* WHAT THIS TASK INVOLVES:
Every line of the data is to be output verbatim.

* INFORMATION PROVIDED:

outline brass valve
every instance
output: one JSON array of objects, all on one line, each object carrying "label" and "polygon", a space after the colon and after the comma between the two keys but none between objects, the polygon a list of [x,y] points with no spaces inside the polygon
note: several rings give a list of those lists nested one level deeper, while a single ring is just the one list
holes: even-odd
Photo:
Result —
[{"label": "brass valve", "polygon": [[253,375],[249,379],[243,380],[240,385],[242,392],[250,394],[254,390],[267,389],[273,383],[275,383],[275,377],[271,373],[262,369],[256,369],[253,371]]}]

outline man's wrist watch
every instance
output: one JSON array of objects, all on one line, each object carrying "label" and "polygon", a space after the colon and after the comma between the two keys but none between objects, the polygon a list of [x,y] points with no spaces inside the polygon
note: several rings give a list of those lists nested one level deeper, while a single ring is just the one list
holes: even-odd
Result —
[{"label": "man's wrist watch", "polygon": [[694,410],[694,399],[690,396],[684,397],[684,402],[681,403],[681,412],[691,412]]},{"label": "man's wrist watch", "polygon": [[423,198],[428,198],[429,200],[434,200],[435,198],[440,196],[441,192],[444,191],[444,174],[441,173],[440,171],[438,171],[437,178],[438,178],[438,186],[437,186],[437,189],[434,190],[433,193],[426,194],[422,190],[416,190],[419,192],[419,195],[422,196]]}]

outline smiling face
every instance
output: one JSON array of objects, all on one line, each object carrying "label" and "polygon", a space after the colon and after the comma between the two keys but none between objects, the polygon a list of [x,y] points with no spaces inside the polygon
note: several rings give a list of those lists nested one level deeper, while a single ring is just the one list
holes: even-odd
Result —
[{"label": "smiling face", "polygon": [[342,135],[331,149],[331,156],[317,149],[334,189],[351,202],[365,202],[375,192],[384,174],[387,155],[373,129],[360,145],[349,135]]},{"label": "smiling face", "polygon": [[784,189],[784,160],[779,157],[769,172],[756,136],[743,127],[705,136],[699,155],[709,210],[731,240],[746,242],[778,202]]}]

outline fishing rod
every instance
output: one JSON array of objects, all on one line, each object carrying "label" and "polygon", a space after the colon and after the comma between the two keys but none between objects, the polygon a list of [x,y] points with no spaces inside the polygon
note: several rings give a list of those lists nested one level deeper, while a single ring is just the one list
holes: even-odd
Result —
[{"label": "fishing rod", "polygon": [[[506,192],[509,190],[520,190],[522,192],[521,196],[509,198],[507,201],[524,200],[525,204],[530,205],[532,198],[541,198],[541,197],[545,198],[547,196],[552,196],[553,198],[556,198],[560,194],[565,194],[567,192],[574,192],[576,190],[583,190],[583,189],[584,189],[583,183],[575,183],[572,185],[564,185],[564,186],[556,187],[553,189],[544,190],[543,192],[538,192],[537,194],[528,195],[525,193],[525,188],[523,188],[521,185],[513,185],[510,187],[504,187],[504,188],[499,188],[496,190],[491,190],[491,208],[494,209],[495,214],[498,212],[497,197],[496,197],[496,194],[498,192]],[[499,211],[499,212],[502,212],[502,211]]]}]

* COMPLETED TASK:
outline brass valve
every instance
output: one JSON array of objects, all on one line, each object carrying "label" and "polygon", a space after the colon and after the comma between the two keys but none between objects, the polygon a list of [x,y] points with no spaces inside the polygon
note: several rings give a list of those lists nested one level deeper, while a single ring is just the one list
holes: even-odd
Photo:
Result —
[{"label": "brass valve", "polygon": [[253,375],[249,379],[243,380],[240,385],[242,392],[250,394],[254,390],[267,389],[273,383],[275,383],[275,377],[271,373],[262,369],[256,369],[253,371]]}]

outline man's wrist watch
every instance
output: one JSON array of objects, all on one line, each object carrying "label" and "polygon", a space after the colon and after the comma between the two keys but none between objects, the polygon a list of [x,y] points with no spaces inside the polygon
note: several rings give a list of those lists nested one level deeper, while a single ring is just the one list
holes: even-odd
Result —
[{"label": "man's wrist watch", "polygon": [[694,410],[694,399],[690,396],[684,397],[684,402],[681,403],[681,412],[691,412]]},{"label": "man's wrist watch", "polygon": [[423,198],[428,198],[429,200],[434,200],[435,198],[440,196],[441,192],[444,191],[444,174],[441,173],[440,171],[438,171],[437,178],[438,178],[438,186],[437,186],[437,189],[434,190],[433,193],[426,194],[422,190],[416,190],[419,192],[419,195],[422,196]]}]

outline smiling face
every instance
output: one JSON array of objects, all on one line, each object carrying "label" and "polygon", a space after the colon and after the comma between the two keys but none between objects, the polygon a list of [x,y] points with no spaces inside the polygon
note: several rings give a list of those lists nested one level deeper, while a single ring is just the one list
holes: even-odd
Result —
[{"label": "smiling face", "polygon": [[342,135],[331,149],[331,156],[317,149],[334,189],[351,202],[365,202],[375,192],[384,174],[387,155],[373,129],[360,145],[349,135]]},{"label": "smiling face", "polygon": [[784,189],[784,160],[779,157],[769,172],[756,136],[743,127],[705,136],[699,155],[709,210],[731,240],[746,242],[778,202]]}]

outline fishing rod
every instance
output: one JSON array of objects, all on one line, each object carrying "label" and "polygon", a space after the colon and after the comma between the two keys but none between objects, the polygon a list of [x,y] points with no spaces inside the polygon
note: several rings give a list of those lists nested one level deeper, while a single ring is just the one list
holes: even-odd
Result —
[{"label": "fishing rod", "polygon": [[[506,192],[509,190],[520,190],[522,192],[521,196],[509,198],[507,201],[524,200],[525,204],[530,205],[532,198],[541,198],[541,197],[545,198],[547,196],[552,196],[553,198],[556,198],[560,194],[565,194],[567,192],[574,192],[576,190],[583,190],[583,189],[584,189],[583,183],[575,183],[572,185],[564,185],[564,186],[556,187],[553,189],[544,190],[543,192],[538,192],[537,194],[528,195],[525,193],[525,188],[523,188],[521,185],[513,185],[510,187],[504,187],[504,188],[499,188],[496,190],[491,190],[491,208],[494,209],[495,214],[498,212],[497,197],[496,197],[496,194],[498,192]],[[499,211],[499,212],[502,212],[502,211]]]}]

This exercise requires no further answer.